═════ Input rows
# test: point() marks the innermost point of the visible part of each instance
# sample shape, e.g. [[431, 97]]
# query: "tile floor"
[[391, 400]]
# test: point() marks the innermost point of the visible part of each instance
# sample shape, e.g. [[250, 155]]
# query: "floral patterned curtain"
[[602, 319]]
══════════
═════ Input rows
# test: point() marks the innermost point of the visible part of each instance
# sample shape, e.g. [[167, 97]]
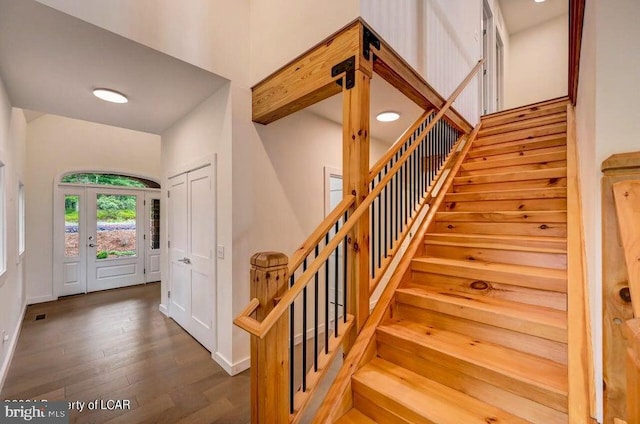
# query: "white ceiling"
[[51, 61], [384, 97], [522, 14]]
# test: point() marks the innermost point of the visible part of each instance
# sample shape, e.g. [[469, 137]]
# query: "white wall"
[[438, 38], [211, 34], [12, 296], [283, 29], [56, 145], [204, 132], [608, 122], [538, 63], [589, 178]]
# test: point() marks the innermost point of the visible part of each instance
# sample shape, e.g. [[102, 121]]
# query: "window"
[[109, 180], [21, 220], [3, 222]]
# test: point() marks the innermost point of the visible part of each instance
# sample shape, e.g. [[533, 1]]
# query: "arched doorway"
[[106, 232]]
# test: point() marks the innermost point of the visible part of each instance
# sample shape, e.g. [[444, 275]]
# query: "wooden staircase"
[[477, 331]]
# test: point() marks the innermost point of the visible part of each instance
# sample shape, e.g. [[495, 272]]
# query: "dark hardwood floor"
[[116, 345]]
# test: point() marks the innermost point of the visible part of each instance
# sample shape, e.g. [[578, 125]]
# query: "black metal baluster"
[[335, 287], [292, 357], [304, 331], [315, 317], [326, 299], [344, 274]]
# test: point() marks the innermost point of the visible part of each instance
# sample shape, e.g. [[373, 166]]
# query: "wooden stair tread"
══════════
═════ Input rows
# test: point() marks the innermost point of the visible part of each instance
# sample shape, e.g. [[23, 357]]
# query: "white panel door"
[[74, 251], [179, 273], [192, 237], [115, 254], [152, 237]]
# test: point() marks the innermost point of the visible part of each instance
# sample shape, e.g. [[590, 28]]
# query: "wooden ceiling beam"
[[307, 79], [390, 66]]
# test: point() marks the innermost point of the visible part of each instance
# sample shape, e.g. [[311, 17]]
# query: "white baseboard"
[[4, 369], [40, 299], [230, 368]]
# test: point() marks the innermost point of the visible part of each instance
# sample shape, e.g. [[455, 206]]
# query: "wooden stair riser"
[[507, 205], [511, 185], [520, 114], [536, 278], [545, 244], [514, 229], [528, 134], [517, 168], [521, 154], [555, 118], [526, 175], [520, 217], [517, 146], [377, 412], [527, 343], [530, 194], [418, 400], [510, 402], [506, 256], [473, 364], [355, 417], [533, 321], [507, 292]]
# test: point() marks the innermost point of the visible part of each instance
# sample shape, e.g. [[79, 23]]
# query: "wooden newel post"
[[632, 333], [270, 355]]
══════════
_Required work_
Pull out every line of the entries above that contains the word "wooden", matching case exactly.

_Task solution_
# query: "wooden staircase"
# query: "wooden stair tread"
# query: "wooden ceiling beam"
# query: "wooden stair riser"
# query: "wooden newel post"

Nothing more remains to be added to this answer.